---------- EXTRACTED INFORMATION

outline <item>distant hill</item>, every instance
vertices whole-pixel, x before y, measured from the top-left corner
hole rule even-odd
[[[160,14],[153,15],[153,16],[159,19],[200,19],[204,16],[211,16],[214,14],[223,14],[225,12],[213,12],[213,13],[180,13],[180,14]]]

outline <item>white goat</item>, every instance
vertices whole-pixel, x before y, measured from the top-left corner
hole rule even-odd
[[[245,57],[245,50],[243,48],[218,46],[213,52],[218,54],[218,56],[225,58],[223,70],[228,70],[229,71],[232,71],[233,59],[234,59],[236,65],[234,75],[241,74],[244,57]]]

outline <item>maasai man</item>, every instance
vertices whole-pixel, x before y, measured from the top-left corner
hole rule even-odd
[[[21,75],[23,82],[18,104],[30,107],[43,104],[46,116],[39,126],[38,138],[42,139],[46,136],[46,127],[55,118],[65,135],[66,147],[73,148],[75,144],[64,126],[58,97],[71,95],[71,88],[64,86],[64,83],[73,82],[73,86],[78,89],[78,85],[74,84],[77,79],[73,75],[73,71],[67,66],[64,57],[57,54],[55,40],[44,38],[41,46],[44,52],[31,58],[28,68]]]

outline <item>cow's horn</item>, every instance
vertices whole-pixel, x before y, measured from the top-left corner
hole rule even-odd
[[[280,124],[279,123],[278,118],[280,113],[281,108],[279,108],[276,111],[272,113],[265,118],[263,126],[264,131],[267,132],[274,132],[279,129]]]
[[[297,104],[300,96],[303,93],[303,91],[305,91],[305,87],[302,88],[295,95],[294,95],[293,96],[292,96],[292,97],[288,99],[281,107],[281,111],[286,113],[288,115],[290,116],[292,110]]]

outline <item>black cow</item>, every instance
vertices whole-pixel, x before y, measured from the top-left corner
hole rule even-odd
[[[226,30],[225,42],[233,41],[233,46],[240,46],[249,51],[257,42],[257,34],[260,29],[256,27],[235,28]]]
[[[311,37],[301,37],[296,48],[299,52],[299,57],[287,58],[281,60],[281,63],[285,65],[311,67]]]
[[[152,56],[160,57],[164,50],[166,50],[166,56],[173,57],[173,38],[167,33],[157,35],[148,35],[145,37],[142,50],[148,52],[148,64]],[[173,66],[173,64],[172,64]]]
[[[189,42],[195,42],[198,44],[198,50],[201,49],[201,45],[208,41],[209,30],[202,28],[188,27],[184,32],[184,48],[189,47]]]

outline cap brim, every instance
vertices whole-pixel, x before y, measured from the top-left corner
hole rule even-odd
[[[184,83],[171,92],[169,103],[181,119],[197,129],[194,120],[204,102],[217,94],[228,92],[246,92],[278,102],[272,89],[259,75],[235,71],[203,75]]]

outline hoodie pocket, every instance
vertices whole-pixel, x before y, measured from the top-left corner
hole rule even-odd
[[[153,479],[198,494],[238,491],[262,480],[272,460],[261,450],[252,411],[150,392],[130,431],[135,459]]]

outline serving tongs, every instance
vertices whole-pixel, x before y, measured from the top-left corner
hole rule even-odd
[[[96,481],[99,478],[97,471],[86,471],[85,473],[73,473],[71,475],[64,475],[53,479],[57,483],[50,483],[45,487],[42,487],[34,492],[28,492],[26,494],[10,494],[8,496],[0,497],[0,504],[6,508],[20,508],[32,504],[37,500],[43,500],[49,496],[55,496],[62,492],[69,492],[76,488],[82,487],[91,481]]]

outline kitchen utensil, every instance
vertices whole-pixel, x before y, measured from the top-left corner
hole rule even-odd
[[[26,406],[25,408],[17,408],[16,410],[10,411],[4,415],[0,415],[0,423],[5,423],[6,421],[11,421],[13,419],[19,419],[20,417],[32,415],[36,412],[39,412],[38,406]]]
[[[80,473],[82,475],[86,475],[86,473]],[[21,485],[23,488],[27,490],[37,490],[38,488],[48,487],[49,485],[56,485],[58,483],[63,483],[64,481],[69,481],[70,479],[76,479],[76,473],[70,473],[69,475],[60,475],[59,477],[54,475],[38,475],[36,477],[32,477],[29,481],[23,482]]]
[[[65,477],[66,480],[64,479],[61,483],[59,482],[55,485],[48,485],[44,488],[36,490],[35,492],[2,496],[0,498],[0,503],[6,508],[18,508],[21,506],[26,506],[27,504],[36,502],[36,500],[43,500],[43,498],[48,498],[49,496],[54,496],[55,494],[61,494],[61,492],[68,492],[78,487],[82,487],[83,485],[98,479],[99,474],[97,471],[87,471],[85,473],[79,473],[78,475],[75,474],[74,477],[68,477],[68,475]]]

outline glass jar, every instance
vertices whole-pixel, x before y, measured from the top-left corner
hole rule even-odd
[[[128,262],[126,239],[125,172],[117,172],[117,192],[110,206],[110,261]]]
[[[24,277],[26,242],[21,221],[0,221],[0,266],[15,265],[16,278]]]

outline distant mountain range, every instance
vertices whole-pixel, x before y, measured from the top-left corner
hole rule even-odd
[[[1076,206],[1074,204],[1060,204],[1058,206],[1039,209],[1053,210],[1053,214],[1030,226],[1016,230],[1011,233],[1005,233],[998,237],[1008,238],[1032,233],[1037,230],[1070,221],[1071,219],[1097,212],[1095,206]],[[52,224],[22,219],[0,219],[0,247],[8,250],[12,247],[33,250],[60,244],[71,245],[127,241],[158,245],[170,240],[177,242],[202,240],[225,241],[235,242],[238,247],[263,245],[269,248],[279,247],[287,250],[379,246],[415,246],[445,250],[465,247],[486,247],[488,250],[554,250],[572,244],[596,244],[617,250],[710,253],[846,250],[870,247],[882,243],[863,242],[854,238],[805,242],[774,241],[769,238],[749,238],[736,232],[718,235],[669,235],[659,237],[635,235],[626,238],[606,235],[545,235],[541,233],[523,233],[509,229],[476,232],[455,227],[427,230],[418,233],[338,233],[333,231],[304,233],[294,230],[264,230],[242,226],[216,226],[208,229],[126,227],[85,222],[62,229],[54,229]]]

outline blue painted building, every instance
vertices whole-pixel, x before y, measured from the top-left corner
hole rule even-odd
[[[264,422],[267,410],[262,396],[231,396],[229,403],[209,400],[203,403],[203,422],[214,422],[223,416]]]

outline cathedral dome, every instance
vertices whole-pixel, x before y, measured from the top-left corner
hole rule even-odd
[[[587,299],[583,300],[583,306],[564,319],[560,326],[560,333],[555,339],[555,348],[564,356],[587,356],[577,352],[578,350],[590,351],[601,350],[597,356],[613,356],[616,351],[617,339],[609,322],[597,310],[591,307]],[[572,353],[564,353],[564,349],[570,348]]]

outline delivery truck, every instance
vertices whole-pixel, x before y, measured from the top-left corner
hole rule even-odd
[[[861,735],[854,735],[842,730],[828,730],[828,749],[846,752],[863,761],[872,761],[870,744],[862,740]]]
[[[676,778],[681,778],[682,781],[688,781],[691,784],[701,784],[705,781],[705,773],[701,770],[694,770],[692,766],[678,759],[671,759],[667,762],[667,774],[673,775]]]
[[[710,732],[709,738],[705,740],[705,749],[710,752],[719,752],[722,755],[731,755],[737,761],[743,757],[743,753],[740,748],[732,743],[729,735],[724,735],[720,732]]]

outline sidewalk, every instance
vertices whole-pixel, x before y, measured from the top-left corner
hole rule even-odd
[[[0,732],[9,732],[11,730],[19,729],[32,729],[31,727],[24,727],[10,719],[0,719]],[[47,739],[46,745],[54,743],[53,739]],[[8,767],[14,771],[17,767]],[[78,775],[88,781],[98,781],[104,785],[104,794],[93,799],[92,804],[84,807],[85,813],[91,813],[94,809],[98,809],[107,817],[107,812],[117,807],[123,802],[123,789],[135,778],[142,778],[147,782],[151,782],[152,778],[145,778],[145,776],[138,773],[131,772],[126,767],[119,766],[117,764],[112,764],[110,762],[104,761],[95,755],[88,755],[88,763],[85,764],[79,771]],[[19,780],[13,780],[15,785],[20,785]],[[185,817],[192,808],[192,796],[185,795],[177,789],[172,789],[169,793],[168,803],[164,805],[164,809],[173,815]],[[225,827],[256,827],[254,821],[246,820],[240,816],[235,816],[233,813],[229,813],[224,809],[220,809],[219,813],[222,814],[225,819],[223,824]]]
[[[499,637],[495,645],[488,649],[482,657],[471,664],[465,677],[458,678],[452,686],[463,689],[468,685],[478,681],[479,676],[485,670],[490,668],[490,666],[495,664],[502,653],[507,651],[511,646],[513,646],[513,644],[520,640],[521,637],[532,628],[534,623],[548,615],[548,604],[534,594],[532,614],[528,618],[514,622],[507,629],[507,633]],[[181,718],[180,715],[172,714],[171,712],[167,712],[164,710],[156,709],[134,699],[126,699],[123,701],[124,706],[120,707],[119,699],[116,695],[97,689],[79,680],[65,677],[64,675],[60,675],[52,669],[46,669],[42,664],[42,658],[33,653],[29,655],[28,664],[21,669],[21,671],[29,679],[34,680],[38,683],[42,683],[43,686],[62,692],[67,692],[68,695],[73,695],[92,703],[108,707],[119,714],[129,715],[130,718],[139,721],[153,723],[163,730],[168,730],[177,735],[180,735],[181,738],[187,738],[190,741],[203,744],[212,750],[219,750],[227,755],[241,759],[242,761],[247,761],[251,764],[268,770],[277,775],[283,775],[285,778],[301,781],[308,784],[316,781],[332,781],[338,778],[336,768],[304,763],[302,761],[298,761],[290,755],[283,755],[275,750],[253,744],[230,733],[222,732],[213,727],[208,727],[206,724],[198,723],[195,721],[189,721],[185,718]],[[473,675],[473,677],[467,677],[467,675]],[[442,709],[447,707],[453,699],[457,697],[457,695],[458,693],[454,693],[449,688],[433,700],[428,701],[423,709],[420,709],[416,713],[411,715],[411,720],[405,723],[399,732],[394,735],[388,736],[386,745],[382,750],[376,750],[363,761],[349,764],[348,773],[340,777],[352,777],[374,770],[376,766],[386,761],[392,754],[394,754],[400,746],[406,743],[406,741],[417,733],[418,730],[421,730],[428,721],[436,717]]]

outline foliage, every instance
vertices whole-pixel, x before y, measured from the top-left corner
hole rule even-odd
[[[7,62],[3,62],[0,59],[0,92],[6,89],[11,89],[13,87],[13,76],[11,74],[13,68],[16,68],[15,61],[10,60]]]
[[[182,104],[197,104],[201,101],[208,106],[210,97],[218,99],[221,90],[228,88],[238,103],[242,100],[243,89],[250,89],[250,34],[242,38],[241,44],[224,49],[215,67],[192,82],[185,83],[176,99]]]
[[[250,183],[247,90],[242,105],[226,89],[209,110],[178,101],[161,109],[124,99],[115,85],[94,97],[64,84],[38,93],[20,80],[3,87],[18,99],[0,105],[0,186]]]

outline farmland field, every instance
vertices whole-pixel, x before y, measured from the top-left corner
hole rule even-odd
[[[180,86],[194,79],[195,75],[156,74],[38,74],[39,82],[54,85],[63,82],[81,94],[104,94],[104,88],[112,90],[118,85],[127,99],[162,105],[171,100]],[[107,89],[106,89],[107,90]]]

--------------------

WRITTEN INSTRUCTION >> Starting with the line with "outline foliage, every instance" and going on through the end of the records, rewrite those lines with "vertices" changed to "corner points" and everything else left as it is.

THE COMPLETED TASK >>
outline foliage, every instance
corner points whole-pixel, x before y, measured from the top-left corner
hole rule even-odd
[[[7,62],[3,62],[0,59],[0,92],[6,89],[11,89],[13,87],[13,76],[11,74],[13,68],[16,68],[15,61],[10,60]]]
[[[182,104],[197,104],[201,101],[208,106],[210,97],[218,99],[221,90],[228,88],[238,103],[242,100],[243,89],[250,89],[250,34],[242,38],[241,44],[224,49],[215,67],[192,82],[185,83],[176,99]]]
[[[250,183],[247,90],[242,105],[226,89],[209,110],[178,101],[161,109],[124,99],[115,85],[94,97],[64,84],[38,93],[20,80],[3,87],[18,99],[0,105],[0,186]]]

outline farmland field, every instance
corner points whole-pixel, x before y, measured from the top-left corner
hole rule even-odd
[[[180,86],[194,79],[195,75],[156,74],[38,74],[39,82],[54,85],[63,82],[81,94],[104,94],[104,88],[112,90],[118,85],[127,99],[162,105],[171,100]],[[107,89],[106,89],[107,90]]]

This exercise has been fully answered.